BREVE ESERCIZIO:
Riporta come CSV a due colonne, consegna e valore, le righe che partono da quella contenente "in [76, 200]." e arrivano fino alla fine delle righe. Metti ogni testo con la sua risposta, ciascuno in un campo tra virgolette e con gli a capo sostituiti da spazi.

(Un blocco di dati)
◇ ◇ ◇ ◇ ◇

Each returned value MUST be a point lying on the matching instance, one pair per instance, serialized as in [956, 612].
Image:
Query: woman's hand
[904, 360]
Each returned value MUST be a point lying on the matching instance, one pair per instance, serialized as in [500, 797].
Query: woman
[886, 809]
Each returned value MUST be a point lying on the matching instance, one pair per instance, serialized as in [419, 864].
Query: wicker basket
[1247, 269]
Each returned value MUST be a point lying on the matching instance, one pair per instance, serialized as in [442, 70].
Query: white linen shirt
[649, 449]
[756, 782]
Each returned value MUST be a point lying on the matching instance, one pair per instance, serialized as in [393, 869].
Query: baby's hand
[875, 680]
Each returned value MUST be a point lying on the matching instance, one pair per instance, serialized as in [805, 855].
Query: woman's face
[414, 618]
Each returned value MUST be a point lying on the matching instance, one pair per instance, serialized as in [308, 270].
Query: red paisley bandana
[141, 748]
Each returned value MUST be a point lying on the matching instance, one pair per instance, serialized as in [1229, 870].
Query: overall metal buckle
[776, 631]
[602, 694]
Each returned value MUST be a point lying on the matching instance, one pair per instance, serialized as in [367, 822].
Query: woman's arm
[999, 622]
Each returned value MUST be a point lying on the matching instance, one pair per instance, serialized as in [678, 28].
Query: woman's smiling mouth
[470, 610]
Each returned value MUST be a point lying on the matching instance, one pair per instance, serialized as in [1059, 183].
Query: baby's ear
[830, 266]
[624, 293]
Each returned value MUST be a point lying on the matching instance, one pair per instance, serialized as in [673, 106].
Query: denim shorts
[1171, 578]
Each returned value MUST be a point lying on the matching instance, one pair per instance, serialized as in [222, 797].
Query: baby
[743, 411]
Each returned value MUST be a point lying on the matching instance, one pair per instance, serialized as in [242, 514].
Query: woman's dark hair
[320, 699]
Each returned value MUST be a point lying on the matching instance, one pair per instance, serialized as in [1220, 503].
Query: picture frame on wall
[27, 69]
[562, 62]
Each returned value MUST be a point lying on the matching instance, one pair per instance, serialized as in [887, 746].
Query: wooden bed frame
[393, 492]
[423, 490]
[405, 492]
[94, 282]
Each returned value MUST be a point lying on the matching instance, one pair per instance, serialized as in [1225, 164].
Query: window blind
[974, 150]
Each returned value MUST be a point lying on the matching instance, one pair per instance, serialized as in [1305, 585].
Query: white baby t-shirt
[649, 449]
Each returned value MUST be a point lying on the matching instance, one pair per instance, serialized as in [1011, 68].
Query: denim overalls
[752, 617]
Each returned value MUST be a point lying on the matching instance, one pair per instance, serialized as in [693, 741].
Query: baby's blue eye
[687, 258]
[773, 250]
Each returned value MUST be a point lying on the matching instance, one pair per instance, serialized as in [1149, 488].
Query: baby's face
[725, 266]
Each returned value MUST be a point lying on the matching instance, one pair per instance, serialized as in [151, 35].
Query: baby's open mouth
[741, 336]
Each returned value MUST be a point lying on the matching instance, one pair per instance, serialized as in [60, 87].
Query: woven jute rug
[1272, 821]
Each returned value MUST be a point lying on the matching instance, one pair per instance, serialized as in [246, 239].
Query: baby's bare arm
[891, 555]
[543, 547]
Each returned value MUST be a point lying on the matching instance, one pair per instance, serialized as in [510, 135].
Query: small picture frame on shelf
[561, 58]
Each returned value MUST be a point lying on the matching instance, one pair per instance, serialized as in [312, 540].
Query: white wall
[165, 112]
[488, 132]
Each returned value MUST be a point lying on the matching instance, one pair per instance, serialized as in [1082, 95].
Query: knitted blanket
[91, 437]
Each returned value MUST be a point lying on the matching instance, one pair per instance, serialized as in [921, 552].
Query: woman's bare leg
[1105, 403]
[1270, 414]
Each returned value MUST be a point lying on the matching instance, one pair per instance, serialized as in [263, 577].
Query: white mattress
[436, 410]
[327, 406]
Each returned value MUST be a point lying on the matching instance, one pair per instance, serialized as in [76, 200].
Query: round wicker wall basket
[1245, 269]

◇ ◇ ◇ ◇ ◇

RISPOSTA ATTESA:
consegna,valore
"Each returned value MUST be a point lying on the matching instance, one pair per instance, serialized as in [76, 200]. Query: round wicker wall basket","[1245, 269]"